Segment Start: Data provided
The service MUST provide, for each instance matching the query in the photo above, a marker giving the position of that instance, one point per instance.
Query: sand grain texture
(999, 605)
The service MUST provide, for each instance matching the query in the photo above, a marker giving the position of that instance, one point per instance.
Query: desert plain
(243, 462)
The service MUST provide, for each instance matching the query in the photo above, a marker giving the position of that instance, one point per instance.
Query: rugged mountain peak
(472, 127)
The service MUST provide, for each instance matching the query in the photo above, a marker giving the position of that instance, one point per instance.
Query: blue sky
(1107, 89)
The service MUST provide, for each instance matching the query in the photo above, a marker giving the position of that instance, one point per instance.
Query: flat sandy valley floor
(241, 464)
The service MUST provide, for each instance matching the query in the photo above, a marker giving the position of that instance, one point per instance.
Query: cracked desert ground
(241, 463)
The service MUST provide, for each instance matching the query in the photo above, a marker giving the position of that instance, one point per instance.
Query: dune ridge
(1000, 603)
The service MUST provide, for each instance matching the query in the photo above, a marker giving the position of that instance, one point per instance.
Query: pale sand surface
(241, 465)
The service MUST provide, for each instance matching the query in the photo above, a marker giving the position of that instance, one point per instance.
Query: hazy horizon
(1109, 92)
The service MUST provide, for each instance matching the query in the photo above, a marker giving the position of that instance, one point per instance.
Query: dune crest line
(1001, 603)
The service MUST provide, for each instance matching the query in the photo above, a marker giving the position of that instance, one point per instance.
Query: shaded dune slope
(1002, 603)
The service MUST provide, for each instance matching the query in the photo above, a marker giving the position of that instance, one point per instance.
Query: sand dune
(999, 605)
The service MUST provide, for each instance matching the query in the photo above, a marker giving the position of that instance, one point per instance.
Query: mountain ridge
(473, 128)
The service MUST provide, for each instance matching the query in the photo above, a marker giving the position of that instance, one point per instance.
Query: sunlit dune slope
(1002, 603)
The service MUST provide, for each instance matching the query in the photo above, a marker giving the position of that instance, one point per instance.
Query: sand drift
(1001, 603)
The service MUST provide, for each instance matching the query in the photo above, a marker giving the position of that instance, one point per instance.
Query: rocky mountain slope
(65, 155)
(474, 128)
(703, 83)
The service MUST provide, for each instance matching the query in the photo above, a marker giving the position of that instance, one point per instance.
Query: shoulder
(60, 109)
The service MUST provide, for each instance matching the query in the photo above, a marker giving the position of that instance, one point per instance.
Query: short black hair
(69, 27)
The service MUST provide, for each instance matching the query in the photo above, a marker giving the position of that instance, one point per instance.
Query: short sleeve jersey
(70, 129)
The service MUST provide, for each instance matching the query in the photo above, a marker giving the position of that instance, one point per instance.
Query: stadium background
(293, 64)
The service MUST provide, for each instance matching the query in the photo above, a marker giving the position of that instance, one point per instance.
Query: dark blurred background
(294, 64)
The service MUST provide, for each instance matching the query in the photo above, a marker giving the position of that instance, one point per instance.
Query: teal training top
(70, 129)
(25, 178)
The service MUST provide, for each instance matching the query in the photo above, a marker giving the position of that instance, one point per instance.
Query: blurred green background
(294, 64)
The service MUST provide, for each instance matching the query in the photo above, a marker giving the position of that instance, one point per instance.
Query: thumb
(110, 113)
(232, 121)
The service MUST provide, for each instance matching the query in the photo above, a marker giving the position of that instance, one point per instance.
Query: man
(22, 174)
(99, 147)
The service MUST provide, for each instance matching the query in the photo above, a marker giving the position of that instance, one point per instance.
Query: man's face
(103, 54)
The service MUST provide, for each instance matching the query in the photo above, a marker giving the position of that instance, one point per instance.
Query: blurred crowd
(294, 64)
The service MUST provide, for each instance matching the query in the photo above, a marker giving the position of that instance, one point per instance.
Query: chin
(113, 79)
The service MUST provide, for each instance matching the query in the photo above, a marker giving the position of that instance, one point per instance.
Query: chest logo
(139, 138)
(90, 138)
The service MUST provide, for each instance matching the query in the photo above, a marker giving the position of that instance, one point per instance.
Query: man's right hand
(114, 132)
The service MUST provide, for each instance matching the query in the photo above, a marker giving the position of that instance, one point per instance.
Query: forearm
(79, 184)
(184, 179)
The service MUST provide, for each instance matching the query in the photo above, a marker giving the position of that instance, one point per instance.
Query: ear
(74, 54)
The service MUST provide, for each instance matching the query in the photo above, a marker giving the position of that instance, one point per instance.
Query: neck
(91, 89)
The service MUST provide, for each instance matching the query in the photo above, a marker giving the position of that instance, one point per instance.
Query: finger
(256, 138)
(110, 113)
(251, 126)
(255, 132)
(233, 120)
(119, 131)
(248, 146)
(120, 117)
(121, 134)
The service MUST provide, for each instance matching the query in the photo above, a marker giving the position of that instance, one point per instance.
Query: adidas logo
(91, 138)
Segment End: Data provided
(What you should do) With nothing added or dropped, write out every entry.

(Solution to the problem)
The service MUST provide, for each instance matching the query in the photo above, a marker giving the position of that instance, one point per instance.
Query: sand grain texture
(999, 605)
The service MUST provide, for each instance matching the query in the photo above, a marker giving the position of that instance, one point per instance.
Query: desert plain
(243, 462)
The service MUST provide, for each instance matching the query in the photo above, a marker giving the position of that instance, one point per instance.
Query: rugged mountain peak
(472, 127)
The service MUST provide, for each instance matching the query in the photo above, a marker giving the position of that instance, one point per instance.
Query: blue sky
(1107, 89)
The service MUST provide, for each instance matching the query in the photo above, a marker giving the position of that instance, one point per instance.
Query: flat sandy valley floor
(241, 464)
The service MUST provide, for each instance matching the query in the photo above, a marker giving the position of that instance, one point per instance.
Query: cracked desert ground
(241, 463)
The service MUST provide, for each instance matching the query in the photo above, a marker giving the position of that instance, one point per instance.
Query: dune ridge
(1000, 603)
The service MUST provide, for each instance matching the query in the photo above, a marker giving the position of that instance, one point per instance.
Query: pale sand surface
(241, 465)
The service MUST provide, for each instance matching the query in the photo above, a marker giving the position of that instance, one point per instance.
Query: hazy horizon
(1109, 92)
The service MUST provide, for each instance matching the query in the photo above, a marker giving the position of that instance, one point per instance.
Query: dune crest line
(1001, 603)
The service MUST provide, for each instance matching the query in the photo above, a marker giving the position of that instance, one point per instance.
Query: shaded dune slope
(1002, 603)
The service MUST provide, for each instance matching the query in the photo above, a marker giving the position of that instance, one point per instance.
Query: sand dune
(999, 605)
The service MUST provide, for each instance matching the query in the photo above, a marker giving the position of that instance, one point per instance.
Query: mountain ridge
(473, 128)
The service MUST provide, for each instance matching the query in the photo above, a marker giving the position of that instance, one point per instance.
Query: sunlit dune slope
(1002, 603)
The service MUST provide, for each instance matching the query in the photo above, a marker giving the position of that instance, one point per instance.
Query: sand drift
(1001, 603)
The service MUST provide, for each instance matching the query in the photo above, a marker giving the position of that instance, one point per instance.
Query: rocky mountain slope
(65, 155)
(474, 128)
(703, 83)
The service MUST provide, for each instance matching the query in the photo above, a marker giving the position of that instance, one point per instance.
Query: shoulder
(60, 109)
The service MUST provide, for each instance matching the query in the photo above, a marker giving the position of that instance, one point per instance.
Query: short black hair
(69, 27)
The service MUST provide, for each instance matching the query in the photo above, a marker giving the position of that instance, one point per instance.
Query: short sleeve jersey
(70, 129)
The service MUST provide, for each instance matching the query in the photo above, a marker giving the position of that instance, one point per instance.
Query: stadium background
(293, 64)
The service MUST provide, for each instance matching the query in the photo above, a marker giving the position of that instance, one point per instance.
Query: dark blurred background
(294, 64)
The service MUST provide, for each instance matching the query in the photo above, a marker giving the position of that instance, one point per instance.
Query: teal training top
(70, 129)
(25, 178)
The service MUST provide, for each instance matching the query in the photo above, a marker giving the position of that instance, one point per instance.
Query: blurred green background
(294, 64)
The service MUST provide, for each instance matching the query in the photo above, a marker giving the position of that instance, one point per instance.
Query: thumb
(110, 113)
(232, 121)
The service MUST provide, for each instance matching the query in the photo above, a marker giving the position of that instance, one point per instance.
Query: man
(22, 174)
(99, 147)
The service MUST provide, for each instance matching the query in the photo above, a marker giving the position of that instance, one point per instance.
Query: man's face
(103, 54)
The service MUST provide, for each instance matching the query in the photo above, a marker giving the position of that instance, one point per instance.
Query: blurred crowd
(294, 64)
The service MUST provide, for each instance matching the query in the photo above, a marker giving the position of that instance, one point per instance.
Query: chin
(113, 79)
The service MUST provide, for each instance matching the query in the photo above, a marker giving the position of that instance, one point per instance.
Query: chest logo
(139, 138)
(90, 138)
The service MUST provide, for each instance matching the query in the photo above, a marker giving the position of that instance, one point per instance.
Query: man's right hand
(114, 132)
The service MUST provide, for each instance matching the query in the photo above, a marker giving the position of that instance, one point per instance.
Query: forearm
(79, 184)
(184, 179)
The service MUST provide, for each instance matching the query in the photo above, a marker giving the position of that instance, one point per instance.
Query: ear
(74, 54)
The service MUST provide, for each instance matching the query in the photo above, a marker giving the position of that instance, one point per instance.
Query: neck
(91, 89)
The service MUST provide, for each instance matching the query in the photo above, a marker giving the position of that instance, one point per instance.
Query: finger
(256, 138)
(110, 113)
(251, 126)
(255, 132)
(233, 120)
(119, 131)
(248, 146)
(120, 117)
(121, 134)
The service MUST provide, for each instance matching the query in the photo above, a marker giving the position of that instance, one point per instance.
Query: adidas logo
(91, 138)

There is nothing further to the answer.